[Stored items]
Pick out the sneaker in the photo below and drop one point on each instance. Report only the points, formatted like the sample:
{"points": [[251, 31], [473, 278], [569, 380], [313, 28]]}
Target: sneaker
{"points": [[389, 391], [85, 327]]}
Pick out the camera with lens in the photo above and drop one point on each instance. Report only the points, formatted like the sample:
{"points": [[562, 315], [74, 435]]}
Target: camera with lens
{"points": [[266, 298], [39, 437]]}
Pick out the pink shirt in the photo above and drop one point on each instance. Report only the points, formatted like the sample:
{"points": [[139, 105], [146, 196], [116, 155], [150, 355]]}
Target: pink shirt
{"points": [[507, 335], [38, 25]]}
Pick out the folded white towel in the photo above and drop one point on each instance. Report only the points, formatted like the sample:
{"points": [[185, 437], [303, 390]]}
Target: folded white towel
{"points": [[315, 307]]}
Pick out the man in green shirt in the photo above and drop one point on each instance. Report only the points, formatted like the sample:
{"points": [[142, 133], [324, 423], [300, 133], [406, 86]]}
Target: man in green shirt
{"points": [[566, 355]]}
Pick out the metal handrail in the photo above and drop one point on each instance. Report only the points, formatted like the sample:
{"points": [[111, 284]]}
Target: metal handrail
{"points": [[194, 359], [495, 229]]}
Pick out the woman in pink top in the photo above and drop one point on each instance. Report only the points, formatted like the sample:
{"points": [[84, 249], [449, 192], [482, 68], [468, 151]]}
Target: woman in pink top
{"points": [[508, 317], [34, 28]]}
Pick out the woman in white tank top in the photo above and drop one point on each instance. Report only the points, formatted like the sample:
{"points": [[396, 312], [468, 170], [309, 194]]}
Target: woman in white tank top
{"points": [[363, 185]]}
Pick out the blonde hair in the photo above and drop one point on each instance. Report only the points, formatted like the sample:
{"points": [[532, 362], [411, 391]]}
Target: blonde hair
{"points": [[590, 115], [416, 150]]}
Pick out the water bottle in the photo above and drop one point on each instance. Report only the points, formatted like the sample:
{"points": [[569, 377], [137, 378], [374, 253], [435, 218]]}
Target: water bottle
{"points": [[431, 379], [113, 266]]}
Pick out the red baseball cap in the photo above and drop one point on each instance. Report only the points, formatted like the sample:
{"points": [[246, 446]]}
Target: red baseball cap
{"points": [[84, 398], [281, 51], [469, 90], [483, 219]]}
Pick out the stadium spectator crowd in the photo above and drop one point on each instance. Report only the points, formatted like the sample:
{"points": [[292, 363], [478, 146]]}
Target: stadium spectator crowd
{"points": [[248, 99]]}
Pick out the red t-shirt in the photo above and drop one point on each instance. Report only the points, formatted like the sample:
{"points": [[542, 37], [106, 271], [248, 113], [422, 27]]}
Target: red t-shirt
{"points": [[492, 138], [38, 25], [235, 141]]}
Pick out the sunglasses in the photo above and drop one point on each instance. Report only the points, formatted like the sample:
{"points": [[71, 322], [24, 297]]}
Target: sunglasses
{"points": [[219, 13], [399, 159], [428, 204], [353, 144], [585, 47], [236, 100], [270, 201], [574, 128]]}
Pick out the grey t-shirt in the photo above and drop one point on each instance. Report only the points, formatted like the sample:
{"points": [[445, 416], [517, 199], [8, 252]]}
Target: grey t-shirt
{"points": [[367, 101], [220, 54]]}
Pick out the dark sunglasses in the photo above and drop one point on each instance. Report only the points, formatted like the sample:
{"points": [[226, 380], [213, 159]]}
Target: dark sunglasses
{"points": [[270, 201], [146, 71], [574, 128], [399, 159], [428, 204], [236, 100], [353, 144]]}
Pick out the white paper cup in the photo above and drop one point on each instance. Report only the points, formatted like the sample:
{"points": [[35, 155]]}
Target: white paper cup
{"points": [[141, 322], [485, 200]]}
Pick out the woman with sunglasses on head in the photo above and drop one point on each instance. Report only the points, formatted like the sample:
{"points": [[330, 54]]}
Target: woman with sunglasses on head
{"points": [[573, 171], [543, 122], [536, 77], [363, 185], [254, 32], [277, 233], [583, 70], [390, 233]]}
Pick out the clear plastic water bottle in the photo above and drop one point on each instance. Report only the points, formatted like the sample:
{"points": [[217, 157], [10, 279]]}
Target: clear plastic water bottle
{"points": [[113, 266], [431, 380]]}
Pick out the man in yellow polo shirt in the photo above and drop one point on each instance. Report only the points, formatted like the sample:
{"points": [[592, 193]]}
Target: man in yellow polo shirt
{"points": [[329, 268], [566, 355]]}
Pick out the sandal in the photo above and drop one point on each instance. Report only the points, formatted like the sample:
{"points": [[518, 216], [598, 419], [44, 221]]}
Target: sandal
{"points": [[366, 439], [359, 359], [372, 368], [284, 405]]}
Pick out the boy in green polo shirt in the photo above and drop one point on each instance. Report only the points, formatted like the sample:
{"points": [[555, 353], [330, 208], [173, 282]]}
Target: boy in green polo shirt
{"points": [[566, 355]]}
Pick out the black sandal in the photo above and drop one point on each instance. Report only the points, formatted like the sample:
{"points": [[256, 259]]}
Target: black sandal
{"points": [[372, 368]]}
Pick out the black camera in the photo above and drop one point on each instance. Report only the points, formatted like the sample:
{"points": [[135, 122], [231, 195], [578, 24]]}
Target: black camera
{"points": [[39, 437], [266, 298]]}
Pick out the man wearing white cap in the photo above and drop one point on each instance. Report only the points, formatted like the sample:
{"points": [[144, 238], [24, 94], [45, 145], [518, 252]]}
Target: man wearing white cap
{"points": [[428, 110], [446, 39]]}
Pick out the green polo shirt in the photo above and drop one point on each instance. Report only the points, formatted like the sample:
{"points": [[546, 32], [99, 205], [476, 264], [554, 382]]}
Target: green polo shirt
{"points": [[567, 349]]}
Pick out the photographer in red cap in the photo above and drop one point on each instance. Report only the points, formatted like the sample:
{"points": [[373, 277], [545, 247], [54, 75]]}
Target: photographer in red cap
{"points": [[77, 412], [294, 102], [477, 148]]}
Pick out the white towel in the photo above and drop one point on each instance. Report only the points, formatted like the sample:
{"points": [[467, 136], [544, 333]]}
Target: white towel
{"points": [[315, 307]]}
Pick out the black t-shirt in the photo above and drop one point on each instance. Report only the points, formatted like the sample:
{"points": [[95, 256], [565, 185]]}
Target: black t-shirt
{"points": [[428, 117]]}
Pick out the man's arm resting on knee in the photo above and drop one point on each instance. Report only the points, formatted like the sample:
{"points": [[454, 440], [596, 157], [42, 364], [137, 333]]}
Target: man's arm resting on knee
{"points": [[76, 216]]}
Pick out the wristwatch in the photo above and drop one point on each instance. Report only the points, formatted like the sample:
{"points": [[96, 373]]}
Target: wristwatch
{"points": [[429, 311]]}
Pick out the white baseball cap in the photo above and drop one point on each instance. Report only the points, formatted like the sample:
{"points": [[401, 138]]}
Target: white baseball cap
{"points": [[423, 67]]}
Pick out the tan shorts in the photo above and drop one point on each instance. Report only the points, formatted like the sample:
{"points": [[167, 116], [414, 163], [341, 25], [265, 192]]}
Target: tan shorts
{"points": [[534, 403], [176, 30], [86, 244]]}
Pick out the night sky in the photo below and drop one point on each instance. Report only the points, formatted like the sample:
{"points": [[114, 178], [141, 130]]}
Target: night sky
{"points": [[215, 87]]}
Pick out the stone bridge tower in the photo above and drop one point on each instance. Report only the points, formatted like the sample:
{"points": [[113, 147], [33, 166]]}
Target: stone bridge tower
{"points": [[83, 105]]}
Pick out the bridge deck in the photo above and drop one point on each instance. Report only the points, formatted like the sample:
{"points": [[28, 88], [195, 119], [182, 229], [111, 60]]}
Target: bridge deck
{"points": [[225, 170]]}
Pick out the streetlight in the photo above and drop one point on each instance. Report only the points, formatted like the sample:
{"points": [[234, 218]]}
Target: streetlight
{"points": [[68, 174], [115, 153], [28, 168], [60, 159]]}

(Work to be completed) Reproduce exactly the line containing "Pick out the wristwatch" and every line after it through the end of the records above, and nothing else.

(Exercise answer)
Pick out the wristwatch in the photo above and drop one point on each instance. Report only the points, formatted like the sample:
{"points": [[96, 373]]}
Target: wristwatch
{"points": [[429, 311]]}
Pick out the white baseball cap in the photo above and drop one point on each instance. Report only the points, formatted like the sample:
{"points": [[401, 138]]}
Target: white baseball cap
{"points": [[423, 67]]}
Pick out the tan shorts in the photo above and drop one point on each instance. Report only the points, formatted like the sample:
{"points": [[167, 116], [414, 163], [341, 25], [265, 192]]}
Target: tan shorts
{"points": [[534, 403], [176, 30], [86, 244]]}
Pick out the night sky in the photo below and drop one point on each instance. Report only the points, formatted like the sample:
{"points": [[114, 178], [141, 130]]}
Target: night sky
{"points": [[215, 87]]}
Pick out the stone bridge tower in the photo above and drop one point on each instance. Report only the points, formatted like the sample:
{"points": [[113, 147], [33, 166]]}
Target: stone bridge tower
{"points": [[83, 105]]}
Pick out the bridge deck in the photo above and drop one point on each instance. Report only the points, formatted like the sample:
{"points": [[28, 88], [195, 119], [182, 229], [111, 60]]}
Target: bridge deck
{"points": [[225, 170]]}
Pick out the streetlight in the photo above and drop one point on each instance. Report only the points, formatted like the sample:
{"points": [[234, 218]]}
Target: streetlight
{"points": [[68, 174], [115, 153], [28, 168], [60, 159]]}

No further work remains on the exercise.